EXERCISE DETAILS: A line-by-line copy of the material below is required.

◇ ◇ ◇

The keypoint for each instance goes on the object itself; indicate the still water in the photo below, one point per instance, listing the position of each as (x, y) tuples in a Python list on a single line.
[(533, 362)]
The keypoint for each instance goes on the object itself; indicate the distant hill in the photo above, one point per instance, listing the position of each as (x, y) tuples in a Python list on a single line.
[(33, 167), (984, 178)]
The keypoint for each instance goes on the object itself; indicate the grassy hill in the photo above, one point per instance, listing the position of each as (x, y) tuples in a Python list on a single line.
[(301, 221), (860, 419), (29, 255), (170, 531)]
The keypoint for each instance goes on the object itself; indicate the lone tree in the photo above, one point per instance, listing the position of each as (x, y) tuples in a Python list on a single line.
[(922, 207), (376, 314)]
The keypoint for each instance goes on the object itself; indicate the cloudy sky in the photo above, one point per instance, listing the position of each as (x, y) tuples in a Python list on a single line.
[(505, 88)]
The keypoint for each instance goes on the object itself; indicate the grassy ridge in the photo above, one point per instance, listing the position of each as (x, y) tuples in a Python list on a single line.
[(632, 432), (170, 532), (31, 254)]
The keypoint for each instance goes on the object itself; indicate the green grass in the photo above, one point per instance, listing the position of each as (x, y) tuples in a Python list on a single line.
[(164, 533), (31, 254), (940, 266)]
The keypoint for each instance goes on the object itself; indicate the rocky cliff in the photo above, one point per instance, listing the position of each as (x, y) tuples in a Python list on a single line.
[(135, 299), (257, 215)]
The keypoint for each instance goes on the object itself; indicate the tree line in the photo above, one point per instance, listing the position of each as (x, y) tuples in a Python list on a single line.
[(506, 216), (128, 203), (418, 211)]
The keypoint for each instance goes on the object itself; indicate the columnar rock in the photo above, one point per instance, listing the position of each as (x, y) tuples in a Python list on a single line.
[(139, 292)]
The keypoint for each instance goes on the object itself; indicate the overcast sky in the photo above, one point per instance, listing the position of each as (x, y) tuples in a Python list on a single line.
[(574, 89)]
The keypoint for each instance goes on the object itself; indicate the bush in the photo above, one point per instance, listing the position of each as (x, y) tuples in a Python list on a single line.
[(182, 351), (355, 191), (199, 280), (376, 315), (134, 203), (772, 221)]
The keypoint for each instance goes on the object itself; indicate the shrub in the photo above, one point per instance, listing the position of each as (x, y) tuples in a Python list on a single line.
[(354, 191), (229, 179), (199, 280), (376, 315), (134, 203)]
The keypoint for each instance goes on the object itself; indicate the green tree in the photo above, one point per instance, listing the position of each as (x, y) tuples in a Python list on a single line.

◇ ◇ ◇

RESPONSE FOR THIS EXERCISE:
The keypoint for each instance goes on the object itself; indicate the still water in the photo below, one point per instance, listing the position of each as (x, y) tuples in a Python list on a single line.
[(533, 362)]
The keypoint for each instance goes on the object itself; indicate the distant hill in the photo above, one point per instance, listing the position of each as (x, y) tuples in a Python list on a single line.
[(33, 167), (984, 178)]
The keypoint for each instance goes on the object itself; indicate the grassy hill in the photo above, one point per instance, listing the position of each as (x, y) tuples in a Python list on a single line.
[(301, 221), (860, 419), (29, 255), (170, 531)]
The keypoint for each instance goes on the object itself; indicate the lone tree in the photo above, one point per instance, listing the position of each as (x, y) tuples in a Python list on a single line.
[(922, 207), (376, 314)]
The keypoint for each instance goes on the object itself; indicate the cloudy sky in the photo above, one point per instance, listing the position of each as (x, y) tuples in a Python list on a single line.
[(505, 88)]
The keypoint for each instance goes on the object itself; indicate the grassy ridge in the photo above, one point per instance, listing the position of each as (x, y) tuples in a Python list on a single line.
[(632, 432), (170, 532), (31, 254)]
The keypoint for each instance goes on the object itself; indicate the green grass in the photo above, one point per instance, listing the position of each as (x, y) tuples in a Python list on a single line.
[(164, 533), (31, 254), (940, 266)]
The keypoint for each instance goes on the object itself; indicate the rocky cliff in the photo above, one point per instance, listing the position of each as (x, y) tuples in a Python list on a single line.
[(135, 299), (257, 215)]
The keypoint for each instance goes on the object itself; indicate the tree line in the photo above, one point per instance, listing the position of each as (x, y) tuples in a Python list on a single line.
[(506, 216), (128, 203), (418, 211)]
The keypoint for each instance goes on the object itself; indicate the columnar rock in the photo above, one point per instance, listing the position of each as (x, y) tuples in a Python list on a single line.
[(139, 292)]
The keypoint for each instance goes on the object itself; indicate the overcast sky in the photo above, one point per instance, listing the position of each as (x, y) tuples in a Python list on a single line.
[(574, 89)]
The keypoint for each instance goes on the object itself; indicate the bush in the photo above, one point per instance, listing the position of each as (x, y) tuples in a Python list on a single line.
[(182, 351), (355, 191), (199, 280), (376, 315), (134, 203), (772, 221)]
The keypoint for each instance goes on the object itself; indicate the shrub in the photo above, one point per instance, listing the position of each as (x, y) tuples in a Python list on a single line.
[(354, 191), (229, 179), (199, 280), (376, 315), (134, 203)]
The keypoint for each instance goes on the object itself; indicate the green tree in the photo above, one point per instance, listing the position of each as (x, y) tuples in a Python list on a single line.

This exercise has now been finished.